* **Exercise description**: Reproduce the listing below word for word, from its first line through the line containing "box: [62, 161, 111, 189]", and leave out the picture.

* **Supplied records**:
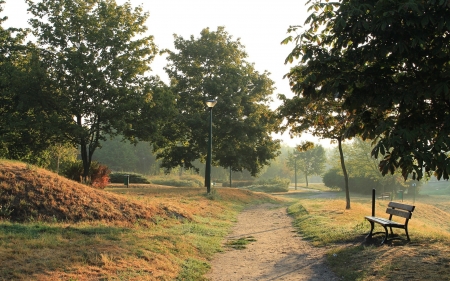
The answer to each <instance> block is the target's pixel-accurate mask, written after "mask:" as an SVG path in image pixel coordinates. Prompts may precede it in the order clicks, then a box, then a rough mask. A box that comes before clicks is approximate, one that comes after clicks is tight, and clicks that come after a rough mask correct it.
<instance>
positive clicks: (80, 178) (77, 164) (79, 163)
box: [62, 161, 111, 189]
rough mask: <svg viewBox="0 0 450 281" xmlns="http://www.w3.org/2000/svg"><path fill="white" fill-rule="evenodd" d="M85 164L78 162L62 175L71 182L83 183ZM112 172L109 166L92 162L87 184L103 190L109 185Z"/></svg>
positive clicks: (65, 169) (91, 163) (68, 165)
mask: <svg viewBox="0 0 450 281" xmlns="http://www.w3.org/2000/svg"><path fill="white" fill-rule="evenodd" d="M83 170H84V168H83V162H81V161H77V162H74V163H72V164H71V165H68V166H67V167H66V168H65V169H64V170H63V172H62V174H63V175H64V176H65V177H66V178H68V179H71V180H74V181H77V182H82V177H83ZM110 173H111V171H110V170H109V169H108V167H107V166H105V165H102V164H100V163H98V162H96V161H92V162H91V166H90V168H89V172H88V180H87V182H86V184H88V185H91V186H92V187H95V188H100V189H103V188H105V187H106V186H107V185H108V183H109V174H110Z"/></svg>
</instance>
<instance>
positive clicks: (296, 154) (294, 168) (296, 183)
mask: <svg viewBox="0 0 450 281" xmlns="http://www.w3.org/2000/svg"><path fill="white" fill-rule="evenodd" d="M297 158H298V154H295V153H294V170H295V178H294V180H295V190H297Z"/></svg>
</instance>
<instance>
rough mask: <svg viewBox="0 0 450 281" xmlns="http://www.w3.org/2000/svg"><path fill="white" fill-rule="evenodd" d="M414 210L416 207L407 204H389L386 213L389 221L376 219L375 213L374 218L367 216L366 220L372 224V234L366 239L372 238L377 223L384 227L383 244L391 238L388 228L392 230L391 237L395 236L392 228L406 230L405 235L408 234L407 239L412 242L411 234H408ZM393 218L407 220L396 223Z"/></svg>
mask: <svg viewBox="0 0 450 281" xmlns="http://www.w3.org/2000/svg"><path fill="white" fill-rule="evenodd" d="M414 209H415V206H412V205H407V204H403V203H398V202H389V204H388V208H387V209H386V213H387V214H389V219H385V218H379V217H375V216H374V213H373V214H372V216H366V217H365V219H366V220H368V221H369V222H370V226H371V228H370V232H369V234H368V235H367V236H366V239H371V238H372V235H373V229H374V227H375V223H377V224H380V225H381V226H383V227H384V233H385V236H384V238H383V241H381V244H384V243H385V242H386V241H387V240H388V236H389V233H388V229H387V228H388V227H389V228H390V230H391V236H393V235H394V232H393V231H392V228H402V229H404V230H405V233H406V237H407V239H408V241H410V238H409V233H408V222H409V220H410V219H411V216H412V212H413V211H414ZM392 216H398V217H403V218H405V222H404V223H399V222H395V221H393V220H392Z"/></svg>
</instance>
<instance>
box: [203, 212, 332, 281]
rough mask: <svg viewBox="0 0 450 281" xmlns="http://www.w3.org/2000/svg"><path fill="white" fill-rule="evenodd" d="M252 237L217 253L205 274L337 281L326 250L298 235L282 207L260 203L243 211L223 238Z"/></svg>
mask: <svg viewBox="0 0 450 281" xmlns="http://www.w3.org/2000/svg"><path fill="white" fill-rule="evenodd" d="M248 237H251V239H255V241H254V242H251V243H250V244H248V245H247V247H246V248H245V249H242V250H236V249H232V248H227V247H224V248H225V249H226V250H225V251H224V252H222V253H219V254H217V255H216V256H215V257H214V259H213V261H212V263H211V264H212V266H211V271H210V272H209V273H208V274H207V275H206V277H207V278H209V279H210V280H213V281H216V280H217V281H228V280H229V281H235V280H296V281H298V280H309V281H315V280H317V281H325V280H326V281H334V280H339V279H338V278H337V277H336V276H335V275H334V274H333V273H332V272H331V271H330V270H329V269H328V267H327V266H326V264H325V251H326V249H323V248H317V247H313V246H312V245H311V244H310V243H309V242H307V241H304V240H303V239H302V238H301V237H300V236H298V234H297V232H296V230H295V229H294V227H293V226H292V218H291V217H289V216H288V214H287V211H286V208H285V207H280V206H279V205H275V204H262V205H257V206H252V207H250V208H248V209H246V210H244V211H243V212H242V213H241V214H239V216H238V221H237V224H236V225H235V226H234V228H233V230H232V233H231V234H230V235H229V236H227V237H226V240H225V242H226V241H234V240H236V239H239V238H248Z"/></svg>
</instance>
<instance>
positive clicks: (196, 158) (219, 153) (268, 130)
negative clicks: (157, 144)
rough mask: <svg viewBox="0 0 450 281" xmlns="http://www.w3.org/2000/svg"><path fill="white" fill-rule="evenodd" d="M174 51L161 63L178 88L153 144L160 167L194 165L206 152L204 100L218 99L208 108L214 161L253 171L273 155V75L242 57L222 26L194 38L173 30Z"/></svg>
mask: <svg viewBox="0 0 450 281" xmlns="http://www.w3.org/2000/svg"><path fill="white" fill-rule="evenodd" d="M174 44H175V49H176V50H177V51H176V52H173V51H169V50H168V51H167V53H168V61H169V64H168V65H167V67H166V68H165V70H166V72H167V74H168V75H169V77H170V79H171V86H172V88H173V92H175V93H177V94H178V97H177V108H178V115H177V116H176V117H175V119H174V120H173V122H172V123H171V126H170V127H167V130H166V131H165V141H164V142H162V143H159V144H158V147H157V148H158V149H159V154H158V157H159V158H162V159H163V164H162V165H163V167H165V168H167V169H171V168H174V167H177V166H182V167H184V168H186V169H189V168H196V167H194V166H193V163H194V161H195V160H196V159H202V160H204V159H205V156H206V154H207V140H208V128H209V126H208V120H209V119H208V118H209V114H207V111H206V110H207V108H206V105H205V102H206V101H207V100H211V99H217V100H218V102H217V104H216V106H215V107H214V109H213V116H214V118H213V119H214V121H213V147H214V150H213V158H212V162H213V165H218V166H221V167H224V168H228V169H229V168H230V167H231V169H232V170H233V171H242V170H243V169H246V170H248V171H250V173H251V174H252V175H253V176H255V175H256V174H257V173H258V172H260V171H261V168H262V167H263V166H264V165H267V164H268V163H269V160H271V159H273V158H275V157H276V156H277V155H278V149H279V147H280V145H279V141H276V140H272V137H271V132H273V131H275V129H276V126H277V125H278V121H277V119H276V118H275V114H274V113H273V112H272V111H271V110H270V109H269V107H268V103H269V102H270V101H271V98H270V96H271V95H272V93H273V90H274V88H273V81H272V80H270V79H269V77H268V75H269V73H267V72H264V73H262V74H260V73H259V72H258V71H256V70H255V69H254V66H253V64H251V63H249V62H247V61H246V60H245V59H246V57H247V54H246V53H245V51H244V46H242V44H241V43H240V41H239V39H238V40H235V41H233V40H232V37H231V36H230V35H229V34H228V33H227V32H226V31H225V29H224V28H223V27H219V28H218V29H217V31H210V30H209V29H208V28H206V29H203V30H202V31H201V34H200V37H199V38H194V36H191V37H190V38H189V39H184V38H183V37H181V36H177V35H175V42H174Z"/></svg>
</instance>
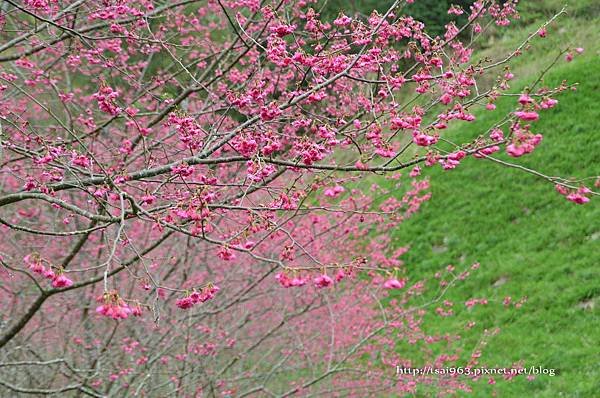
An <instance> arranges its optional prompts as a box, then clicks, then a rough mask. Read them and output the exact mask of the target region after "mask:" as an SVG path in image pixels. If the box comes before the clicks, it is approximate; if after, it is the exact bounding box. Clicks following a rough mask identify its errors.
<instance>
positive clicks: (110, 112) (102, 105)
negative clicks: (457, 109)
mask: <svg viewBox="0 0 600 398" xmlns="http://www.w3.org/2000/svg"><path fill="white" fill-rule="evenodd" d="M92 97H94V98H95V99H96V101H98V106H99V107H100V110H101V111H102V112H105V113H108V114H109V115H112V116H117V115H118V114H119V113H121V111H122V109H121V108H120V107H118V106H117V105H115V99H117V97H119V92H118V91H114V90H113V89H112V88H110V87H108V86H105V87H102V88H101V89H100V90H99V91H98V92H97V93H94V95H93V96H92Z"/></svg>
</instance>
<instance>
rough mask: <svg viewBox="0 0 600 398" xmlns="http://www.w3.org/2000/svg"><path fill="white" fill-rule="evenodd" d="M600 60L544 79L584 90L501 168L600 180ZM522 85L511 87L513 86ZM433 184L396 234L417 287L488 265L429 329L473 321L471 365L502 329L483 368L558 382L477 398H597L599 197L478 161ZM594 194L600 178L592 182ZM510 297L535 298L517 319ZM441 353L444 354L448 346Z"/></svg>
mask: <svg viewBox="0 0 600 398" xmlns="http://www.w3.org/2000/svg"><path fill="white" fill-rule="evenodd" d="M582 29H587V28H585V27H584V28H582ZM597 52H598V50H597V47H596V48H593V46H592V48H591V50H590V49H588V48H586V55H585V56H583V57H581V58H579V59H576V60H575V61H574V62H572V63H565V62H560V65H559V66H558V67H557V68H555V69H554V70H553V71H552V72H551V73H549V74H548V75H547V76H546V78H545V84H546V85H548V86H552V85H557V84H559V83H560V82H561V81H562V80H563V79H568V80H569V82H579V83H580V85H579V87H578V90H577V92H574V93H571V92H568V93H565V94H561V95H560V97H558V99H559V101H560V102H559V105H558V106H557V107H556V108H554V109H551V110H546V111H542V112H541V120H540V121H538V122H536V123H535V124H534V126H535V128H534V129H533V131H534V132H540V133H542V134H544V139H543V141H542V143H541V144H540V146H538V148H537V149H536V150H535V151H534V152H533V153H532V154H530V155H527V156H524V157H521V158H519V159H512V158H510V157H508V156H506V154H504V153H502V154H500V155H498V156H497V157H498V158H500V159H503V160H507V161H511V162H513V163H518V164H521V165H524V166H526V167H529V168H533V169H536V170H538V171H541V172H543V173H545V174H546V175H550V176H563V177H586V176H590V175H600V130H599V124H598V123H599V121H600V105H599V103H600V59H599V58H598V54H597ZM534 69H535V68H534ZM531 76H535V75H533V74H532V75H530V76H529V77H530V78H531ZM521 84H525V83H524V81H523V83H521ZM518 85H519V83H518V82H516V83H514V87H515V88H517V87H518ZM513 92H515V90H513ZM515 104H516V99H515V98H511V99H510V100H506V99H505V100H503V101H502V102H501V103H499V104H498V109H497V110H496V111H495V112H488V111H484V110H482V111H478V112H477V115H478V118H477V121H476V122H475V123H473V124H472V125H468V126H466V127H465V124H464V123H463V124H461V128H460V129H454V130H450V131H448V133H447V135H446V137H447V138H448V139H451V140H452V141H455V142H466V141H468V140H469V139H472V138H474V137H476V136H478V135H479V134H481V133H482V132H484V131H485V130H487V128H489V127H490V126H491V125H493V124H494V121H495V120H497V119H498V118H499V115H501V114H503V113H506V112H509V111H510V110H511V109H514V107H515ZM424 174H425V175H428V176H430V178H431V185H432V194H433V197H432V199H431V200H430V201H429V202H428V203H426V204H425V205H424V206H423V208H422V210H421V211H420V212H419V213H418V214H416V215H415V216H413V217H412V218H411V219H409V220H408V221H406V222H405V223H404V224H402V225H401V226H400V227H399V228H398V229H397V230H396V231H395V235H394V239H395V242H396V243H397V245H409V246H410V247H411V249H410V251H409V252H408V253H407V254H406V255H404V256H403V259H404V260H405V262H406V267H407V271H408V276H409V277H410V278H411V280H413V281H414V280H418V279H420V278H423V277H427V276H430V275H432V273H433V272H435V271H437V270H439V269H441V268H442V267H443V266H445V265H447V264H454V265H455V266H456V268H457V270H461V269H463V268H465V267H467V266H469V265H470V264H472V263H473V262H475V261H478V262H480V263H481V269H479V270H478V271H476V272H475V273H474V274H473V275H472V276H471V277H470V278H468V280H466V281H464V282H461V283H460V284H459V285H457V286H456V287H454V288H452V289H451V290H449V291H448V293H447V295H446V297H445V298H447V299H448V300H452V301H454V302H455V305H454V310H455V312H456V315H455V316H453V317H448V318H443V317H438V316H435V315H432V316H431V317H430V318H429V319H428V322H427V325H429V329H426V331H427V332H429V333H435V332H436V331H444V330H454V331H460V330H462V329H464V325H465V323H466V322H467V320H469V319H474V320H475V321H476V323H477V324H476V326H475V327H474V329H473V330H474V331H475V333H473V331H471V332H470V333H469V334H468V335H469V336H471V337H467V338H465V339H464V340H463V341H462V343H461V344H462V347H463V348H464V351H465V356H467V357H468V355H469V354H470V352H471V351H472V349H473V347H475V345H476V344H477V340H478V338H480V337H481V335H482V334H483V330H484V329H492V328H495V327H499V328H500V330H501V331H500V334H499V335H497V336H494V337H492V338H491V339H490V341H489V344H488V345H487V346H486V347H485V348H484V351H483V356H482V360H481V363H485V364H486V365H487V366H490V367H493V366H498V367H504V366H510V364H511V363H513V362H515V361H518V360H523V361H524V365H525V366H532V365H533V366H542V367H545V368H554V369H558V372H560V373H559V375H557V376H555V377H550V376H538V377H537V379H536V380H534V381H527V380H525V378H524V377H519V378H516V379H515V380H513V381H512V382H509V383H507V382H501V381H499V382H498V383H497V384H496V385H495V386H491V385H488V384H487V383H486V382H485V381H483V382H479V383H478V384H477V385H476V386H475V391H474V392H475V396H490V395H491V394H492V392H493V391H496V392H497V394H498V396H500V397H504V396H511V397H513V396H515V397H516V396H519V397H531V396H540V397H558V396H565V397H597V396H600V316H599V315H600V310H599V308H600V198H598V197H595V198H592V200H591V201H590V203H588V204H587V205H583V206H581V205H576V204H574V203H571V202H568V201H567V200H566V199H565V198H564V197H562V196H560V195H559V194H557V193H556V192H555V191H554V186H553V184H551V183H549V182H547V181H545V180H543V179H540V178H537V177H535V176H533V175H531V174H527V173H524V172H522V171H519V170H516V169H512V168H507V167H503V166H501V165H499V164H496V163H494V162H491V161H488V160H481V159H472V158H469V159H466V160H464V161H463V163H462V164H461V165H460V166H459V167H458V168H457V169H455V170H450V171H443V170H441V167H439V166H435V167H433V168H427V169H425V170H424ZM591 184H593V180H592V181H588V186H591ZM505 296H511V297H512V298H513V299H514V300H516V299H518V298H520V297H522V296H527V297H528V300H527V302H526V303H525V305H524V306H523V307H522V308H521V309H519V310H513V311H508V310H504V309H503V308H502V304H501V302H502V299H503V298H504V297H505ZM472 297H487V298H488V299H490V300H491V301H493V302H494V303H491V304H490V305H487V306H476V307H475V308H474V309H472V310H468V309H466V307H465V306H464V302H465V301H466V300H468V299H469V298H472ZM432 325H433V326H432ZM436 347H437V348H436V349H439V350H440V351H439V352H443V347H440V346H436ZM399 349H401V348H399ZM486 379H487V378H486ZM498 379H500V377H498Z"/></svg>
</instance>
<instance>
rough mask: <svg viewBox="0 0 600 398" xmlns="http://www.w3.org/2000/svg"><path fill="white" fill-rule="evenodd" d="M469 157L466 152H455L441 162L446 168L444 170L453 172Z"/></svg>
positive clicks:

* **Solution for this exercise**:
The answer to each <instance> block is the target's pixel-accurate mask, written after "mask:" as an SVG path in image pixel coordinates. Prompts may precede it in the order clicks, then a box, then a rough mask. A box that comes before clicks is approximate, one that comes after clicks is tight, and clicks that come after a rough mask correct it.
<instance>
positive clicks: (80, 178) (77, 164) (79, 163)
box: [62, 161, 111, 189]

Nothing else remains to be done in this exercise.